LES CONSIGNES:
1. Recopiez tel quel le passage de la décision sur le demandeur d'origine sidama qui commence par « [23] Dans le » et se termine par « situation en Éthiopie? ».
2. Reprenez la décision sur le demandeur d'origine sidama là où elle s'arrête et écrivez-en la suite.

TEXTE:
-*-*-

IV. Questions en litige et norme de contrôle

[23] Dans le cadre de la présente demande, le demandeur soumet les questions suivantes à l’examen de la Cour :

  1. L’agent a-t-il commis une erreur dans son évaluation de la persécution à laquelle le demandeur est exposé du fait de son origine ethnique sidama?

  2. L’agent a-t-il commis une erreur dans son évaluation de l’évolution de la situation en Éthiopie?

  3. Y a-t-il eu manquement au droit du demandeur à l’équité procédurale?

  4. La décision était-elle raisonnable?

[24] Les parties conviennent, et je suis du même avis, que la norme de contrôle applicable à ces questions, sauf à celle concernant l’allégation de manquement à l’équité procédurale, est celle de la décision raisonnable. Bien que la norme de la décision correcte soit souvent considérée comme s’appliquant aux questions d’équité procédurale, dans son analyse, la Cour doit principalement se demander si la procédure suivie était équitable eu égard à l’ensemble des circonstances (voir Lipskaia c Canada (Procureur général), 2019 CAF 267 au para 14).

V. Analyse

A. L’agent a-t-il commis une erreur dans son évaluation de la persécution à laquelle le demandeur est exposé du fait de son origine ethnique sidama?

[25] Tout d’abord, le demandeur soutient que l’agent a commis une erreur dans son évaluation du rapport de police (traduit) concernant les accusations portées contre son père et son frère. Il fait valoir qu’il était déraisonnable pour l’agent d’avoir accordé peu de poids au rapport parce que sa traduction n’était pas certifiée et qu’il était inéquitable sur le plan procédural de l’avoir fait sans lui donner l’occasion de remédier à la situation.

[26] Je ne relève aucune erreur susceptible de contrôle découlant de ces arguments. Bien qu’il exprime des réserves quant au fait de s’appuyer sur la traduction non certifiée du rapport de police, l’agent examine néanmoins le contenu du rapport et juge qu’il ne permet pas de conclure que le demandeur est exposé à des risques. L’agent explique que le demandeur était au Canada au moment des incidents ayant mené à l’arrestation de son père et de son frère, et que le rapport ne laisse pas croire que ces derniers avaient été ciblés uniquement en raison de leur origine ethnique.

[27] Le demandeur conteste également ce raisonnement au motif que la détention des membres de sa famille devrait être considérée comme un facteur plus que suffisant pour démontrer qu’il est personnellement exposé à des risques en tant que membre de la famille et que l’agent n’a pas procédé correctement à l’analyse personnalisée requise. J’estime que ces arguments sont sans fondement. L’agent a fait remarquer que le père et le frère ont été arrêtés en raison d’incidents dans lesquels ils étaient impliqués. Compte tenu des circonstances, l’agent a eu raison de conclure que le demandeur n’était pas lui aussi exposé à des risques.

-*-*-

Annotations de segmentation

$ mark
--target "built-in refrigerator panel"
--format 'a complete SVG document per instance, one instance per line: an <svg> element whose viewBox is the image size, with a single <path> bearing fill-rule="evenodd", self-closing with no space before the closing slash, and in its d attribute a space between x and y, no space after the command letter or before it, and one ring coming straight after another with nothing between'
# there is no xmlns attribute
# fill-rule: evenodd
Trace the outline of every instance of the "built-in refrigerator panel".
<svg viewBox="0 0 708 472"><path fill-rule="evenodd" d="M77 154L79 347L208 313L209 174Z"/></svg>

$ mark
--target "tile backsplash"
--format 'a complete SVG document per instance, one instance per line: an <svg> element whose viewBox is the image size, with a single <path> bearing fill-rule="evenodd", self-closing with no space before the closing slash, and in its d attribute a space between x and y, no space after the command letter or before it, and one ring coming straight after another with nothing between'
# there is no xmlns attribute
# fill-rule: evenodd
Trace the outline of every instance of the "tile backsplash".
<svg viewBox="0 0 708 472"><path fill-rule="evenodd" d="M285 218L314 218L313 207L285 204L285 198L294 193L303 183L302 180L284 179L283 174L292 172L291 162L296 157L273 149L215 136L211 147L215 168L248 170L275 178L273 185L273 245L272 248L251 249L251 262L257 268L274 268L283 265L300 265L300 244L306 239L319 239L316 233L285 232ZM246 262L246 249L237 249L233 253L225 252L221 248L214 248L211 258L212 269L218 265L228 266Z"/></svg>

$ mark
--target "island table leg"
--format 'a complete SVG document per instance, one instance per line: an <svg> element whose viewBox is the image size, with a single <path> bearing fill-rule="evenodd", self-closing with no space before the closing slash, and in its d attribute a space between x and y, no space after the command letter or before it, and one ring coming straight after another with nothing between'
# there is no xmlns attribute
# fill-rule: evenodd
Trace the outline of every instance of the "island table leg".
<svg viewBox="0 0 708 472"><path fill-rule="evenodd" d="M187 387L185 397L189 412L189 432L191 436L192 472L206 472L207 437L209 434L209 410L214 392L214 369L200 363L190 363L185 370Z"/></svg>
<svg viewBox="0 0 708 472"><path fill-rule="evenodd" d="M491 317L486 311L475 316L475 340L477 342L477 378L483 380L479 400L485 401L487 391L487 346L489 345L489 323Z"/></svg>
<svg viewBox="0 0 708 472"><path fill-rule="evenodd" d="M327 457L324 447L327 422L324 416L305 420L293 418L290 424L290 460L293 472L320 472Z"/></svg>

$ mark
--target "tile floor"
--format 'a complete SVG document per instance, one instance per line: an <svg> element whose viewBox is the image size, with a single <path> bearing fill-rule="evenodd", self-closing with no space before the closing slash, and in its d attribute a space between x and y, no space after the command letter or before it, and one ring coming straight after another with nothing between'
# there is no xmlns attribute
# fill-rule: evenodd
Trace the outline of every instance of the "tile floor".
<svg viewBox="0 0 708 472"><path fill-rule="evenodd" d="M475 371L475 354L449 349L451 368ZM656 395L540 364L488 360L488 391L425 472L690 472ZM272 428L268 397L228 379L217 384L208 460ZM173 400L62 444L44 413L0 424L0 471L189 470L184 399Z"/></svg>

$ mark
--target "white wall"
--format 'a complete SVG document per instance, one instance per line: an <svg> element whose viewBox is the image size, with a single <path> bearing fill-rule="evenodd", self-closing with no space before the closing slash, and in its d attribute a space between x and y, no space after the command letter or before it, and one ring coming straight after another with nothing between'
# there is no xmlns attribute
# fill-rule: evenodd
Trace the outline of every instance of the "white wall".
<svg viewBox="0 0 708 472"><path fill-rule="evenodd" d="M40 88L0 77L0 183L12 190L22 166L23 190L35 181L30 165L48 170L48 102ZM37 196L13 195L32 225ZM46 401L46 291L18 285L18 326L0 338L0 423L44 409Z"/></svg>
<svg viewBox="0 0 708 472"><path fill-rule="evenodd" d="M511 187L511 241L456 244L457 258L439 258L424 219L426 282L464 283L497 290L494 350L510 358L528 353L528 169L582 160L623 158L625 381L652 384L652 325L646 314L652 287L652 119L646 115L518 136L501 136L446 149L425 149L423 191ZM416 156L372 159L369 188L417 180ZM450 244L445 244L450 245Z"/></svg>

-*-*-

RÉPONSES DANS L'ORDRE:
1.
[23] Dans le cadre de la présente demande, le demandeur soumet les questions suivantes à l’examen de la Cour :

  1. L’agent a-t-il commis une erreur dans son évaluation de la persécution à laquelle le demandeur est exposé du fait de son origine ethnique sidama?

  2. L’agent a-t-il commis une erreur dans son évaluation de l’évolution de la situation en Éthiopie?

2.
[28] Le demandeur conteste également l’examen des publications sur Facebook, soutenant que l’agent a mal interprété le langage métaphorique utilisé dans celles-ci, lesquelles constituaient des menaces contre le père du demandeur. Cependant, l’agent a également fait remarquer que les publications sur Facebook ne mentionnaient pas le demandeur et a conclu qu’elles ne démontraient pas qu’il serait personnellement exposé à des risques. Là encore, je ne décèle aucune erreur susceptible de contrôle dans ce raisonnement.

B. L’agent a-t-il commis une erreur dans son évaluation de l’évolution de la situation en Éthiopie?

[29] Le demandeur soutient que l’agent a commis une erreur en procédant à une évaluation sélective des éléments de preuve sur la situation dans le pays et en concluant que la situation en Éthiopie s’était améliorée. Invoquant certains des éléments de preuve sur la situation dans le pays dont était saisi l’agent, le demandeur fait valoir que cette conclusion est incompatible avec la preuve démontrant que les améliorations ayant suivi l’élection du premier ministre Ahmed étaient passagères.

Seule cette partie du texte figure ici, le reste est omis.